| Text block |
(begin)

# rusty nail heads?



## alan (Feb 17, 2010)

anyone have success using shellac over rusty nail heads on cedar siding?
I just looked at a house and almost every nail is rusty and has rust bleeds around the nail head.
if not sheliac what say you?
In the past I got away with just a shot of cover stain for random rust areas. but I dont want to fool around on a whole house. was also thinking corroeseal or ospho. thanks folks.. I should add setting them in and filling each nail hole is not a option..


----------



## Pete Martin the Painter (Nov 8, 2012)

I used Mad Dog on a rusty aluminum door a year ago. Saw it two days ago and still no rust. It had been a problem for years. You cannot use a flat paint or stain over it, which I am asuuming you might have on cedar.


----------



## alan (Feb 17, 2010)

Pete the Painter said:


> I used Mad Dog on a rusty aluminum door a year ago. Saw it two days ago and still no rust. It had been a problem for years. You cannot use a flat paint or stain over it, which I am asuuming you might have on cedar.

(end)

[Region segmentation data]
(begin)

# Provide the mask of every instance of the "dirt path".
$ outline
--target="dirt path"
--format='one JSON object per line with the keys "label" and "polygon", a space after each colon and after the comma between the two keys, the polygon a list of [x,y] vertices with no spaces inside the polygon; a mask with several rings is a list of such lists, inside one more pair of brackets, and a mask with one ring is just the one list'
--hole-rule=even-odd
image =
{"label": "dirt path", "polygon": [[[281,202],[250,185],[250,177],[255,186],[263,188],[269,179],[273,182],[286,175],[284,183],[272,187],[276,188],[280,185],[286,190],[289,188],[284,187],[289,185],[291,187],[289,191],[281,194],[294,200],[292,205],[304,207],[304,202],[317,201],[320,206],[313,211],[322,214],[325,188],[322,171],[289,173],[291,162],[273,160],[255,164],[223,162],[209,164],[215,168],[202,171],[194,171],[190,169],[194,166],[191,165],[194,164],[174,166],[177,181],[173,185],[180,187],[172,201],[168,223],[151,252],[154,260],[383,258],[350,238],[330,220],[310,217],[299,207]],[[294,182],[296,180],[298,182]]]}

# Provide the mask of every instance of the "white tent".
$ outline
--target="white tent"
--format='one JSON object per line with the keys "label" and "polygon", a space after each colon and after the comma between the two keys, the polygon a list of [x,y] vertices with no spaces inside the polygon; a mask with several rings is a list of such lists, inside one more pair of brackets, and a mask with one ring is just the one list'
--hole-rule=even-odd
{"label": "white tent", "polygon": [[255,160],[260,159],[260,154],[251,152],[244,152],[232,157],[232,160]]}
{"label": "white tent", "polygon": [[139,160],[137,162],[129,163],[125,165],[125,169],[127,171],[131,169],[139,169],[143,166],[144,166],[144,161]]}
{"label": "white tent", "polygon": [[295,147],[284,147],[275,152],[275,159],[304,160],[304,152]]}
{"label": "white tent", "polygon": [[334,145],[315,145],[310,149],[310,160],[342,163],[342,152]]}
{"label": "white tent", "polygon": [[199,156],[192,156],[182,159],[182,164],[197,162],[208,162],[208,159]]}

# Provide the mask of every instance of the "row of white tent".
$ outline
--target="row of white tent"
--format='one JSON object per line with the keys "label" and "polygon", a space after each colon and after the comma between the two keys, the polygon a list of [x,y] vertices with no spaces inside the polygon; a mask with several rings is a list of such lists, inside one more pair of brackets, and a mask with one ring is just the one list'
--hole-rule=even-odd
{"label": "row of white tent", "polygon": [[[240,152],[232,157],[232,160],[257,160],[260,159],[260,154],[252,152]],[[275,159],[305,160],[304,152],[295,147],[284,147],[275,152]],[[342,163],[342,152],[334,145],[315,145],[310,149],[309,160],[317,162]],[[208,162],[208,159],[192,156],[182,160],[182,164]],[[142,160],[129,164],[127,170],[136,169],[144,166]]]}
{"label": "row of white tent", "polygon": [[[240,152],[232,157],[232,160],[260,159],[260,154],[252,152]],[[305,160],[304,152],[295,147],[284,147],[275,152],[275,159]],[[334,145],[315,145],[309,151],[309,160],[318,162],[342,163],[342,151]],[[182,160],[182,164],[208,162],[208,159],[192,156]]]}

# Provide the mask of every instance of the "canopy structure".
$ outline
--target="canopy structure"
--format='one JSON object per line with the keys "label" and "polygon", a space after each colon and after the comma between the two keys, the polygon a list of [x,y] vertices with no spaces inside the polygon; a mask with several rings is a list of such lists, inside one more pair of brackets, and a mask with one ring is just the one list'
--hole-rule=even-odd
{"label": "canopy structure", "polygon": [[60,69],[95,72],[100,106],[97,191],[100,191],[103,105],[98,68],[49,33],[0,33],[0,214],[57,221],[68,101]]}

(end)

| To be done |
1. In the forum thread about rusty nail heads, reproduce word for word everything from "anyone have success" down to "not a option..".
2. Answer these questions from the rusty nail heads thread:
(a) What kind of siding has the rusty nail heads in the first post?
(b) What product did Pete Martin the Painter use on a rusty aluminum door?
(c) What finish does he say cannot be used over that product?
3. Extend the forum thread about rusty nail heads from where it stops.

| Task responses |
1.
anyone have success using shellac over rusty nail heads on cedar siding?
I just looked at a house and almost every nail is rusty and has rust bleeds around the nail head.
if not sheliac what say you?
In the past I got away with just a shot of cover stain for random rust areas. but I dont want to fool around on a whole house. was also thinking corroeseal or ospho. thanks folks.. I should add setting them in and filling each nail hole is not a option..

2.
(a) Cedar siding.
(b) Mad Dog.
(c) A flat paint or stain.

3.
 I have never tired or have seen mad dog. does it say on the can you can only top coat with a sheen? and i guess my next question would be does a sheen help block rust? the house was stained last time and the owner said the nails where primed with oil last time but failed after two years. 
getting nervous about this one haha.


----------



## Jmayspaint (Mar 26, 2013)

I've had good luck spotting them with a spray can of Rustolem Rusty Metal primer, then Coverstain over that. Goes pretty quick if you use the spray cans. 

Can't put flat paint over Mad Dog because it's too flexible. Mad Dog flexes with temp change and will crack a non flexible film, like flat paint, on top of it. Yes, it's in the specs. Might not be an issue if you were just spot priming, but I'm not sure if MD is suitable for spot priming. 

I don't think shellac would work very well by itself. B


Sent from my iPhone using Tapatalk


----------



## Lambrecht (Feb 8, 2010)

Try Penetrol


----------



## alan (Feb 17, 2010)

Lambrecht said:


> Try Penetrol


can you top coat it with out priming? or will it leave a oily stain on the paint?
I have not used it in 15 years and at that time on to help oil paint flow. thanks


----------



## Boco (May 18, 2013)

Rattle can of SWP marine grade rust primer.


----------



## NACE (May 16, 2008)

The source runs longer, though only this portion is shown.